• **Requirement**
Nothing but the lines from the one containing "Would you kindly point to the rusty" to the end of the records below should be output, each exactly as written.
*** Source data Section Begins ***
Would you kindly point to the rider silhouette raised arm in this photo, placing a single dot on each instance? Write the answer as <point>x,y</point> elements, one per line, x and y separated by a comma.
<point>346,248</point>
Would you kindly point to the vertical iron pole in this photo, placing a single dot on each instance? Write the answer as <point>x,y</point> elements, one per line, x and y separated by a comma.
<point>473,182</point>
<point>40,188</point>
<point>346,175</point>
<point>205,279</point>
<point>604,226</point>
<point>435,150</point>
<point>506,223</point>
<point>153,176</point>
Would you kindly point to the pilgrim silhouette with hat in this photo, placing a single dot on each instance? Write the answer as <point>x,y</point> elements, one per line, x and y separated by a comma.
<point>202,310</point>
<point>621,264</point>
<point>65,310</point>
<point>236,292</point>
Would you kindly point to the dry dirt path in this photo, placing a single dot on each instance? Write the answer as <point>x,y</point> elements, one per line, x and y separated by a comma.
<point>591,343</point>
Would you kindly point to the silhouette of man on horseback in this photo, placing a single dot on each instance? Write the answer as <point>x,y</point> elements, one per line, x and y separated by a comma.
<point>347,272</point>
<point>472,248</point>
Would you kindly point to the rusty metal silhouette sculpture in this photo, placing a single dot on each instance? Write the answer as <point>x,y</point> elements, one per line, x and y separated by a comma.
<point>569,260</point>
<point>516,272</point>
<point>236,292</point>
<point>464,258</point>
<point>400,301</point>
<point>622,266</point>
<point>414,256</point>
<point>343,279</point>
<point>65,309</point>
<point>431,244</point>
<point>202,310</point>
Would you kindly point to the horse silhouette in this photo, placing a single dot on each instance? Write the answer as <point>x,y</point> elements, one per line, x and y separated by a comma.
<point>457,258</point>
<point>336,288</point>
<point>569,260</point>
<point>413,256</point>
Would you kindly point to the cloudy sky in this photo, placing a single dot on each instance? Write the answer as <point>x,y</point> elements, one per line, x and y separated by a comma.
*** Source data Section Ends ***
• **Solution for this task**
Would you kindly point to the rusty metal silhouette sculpture in this photo, placing a single dot on each instance? Write the answer as <point>x,y</point> elements, one per line, x and y separated by a comma.
<point>569,260</point>
<point>516,272</point>
<point>236,292</point>
<point>464,258</point>
<point>400,301</point>
<point>622,266</point>
<point>414,256</point>
<point>343,279</point>
<point>65,309</point>
<point>431,244</point>
<point>202,310</point>
Would you kindly point to the horse silhouette in this photo, placing a single dot on each instance? Write the answer as <point>x,y</point> elements, one per line, x and y separated by a comma.
<point>457,258</point>
<point>336,288</point>
<point>569,260</point>
<point>413,256</point>
Would you kindly point to the cloudy sky in this photo, placing a single dot on each instance? Write the answer as <point>x,y</point> elements, one per line, x and y separated by a comma.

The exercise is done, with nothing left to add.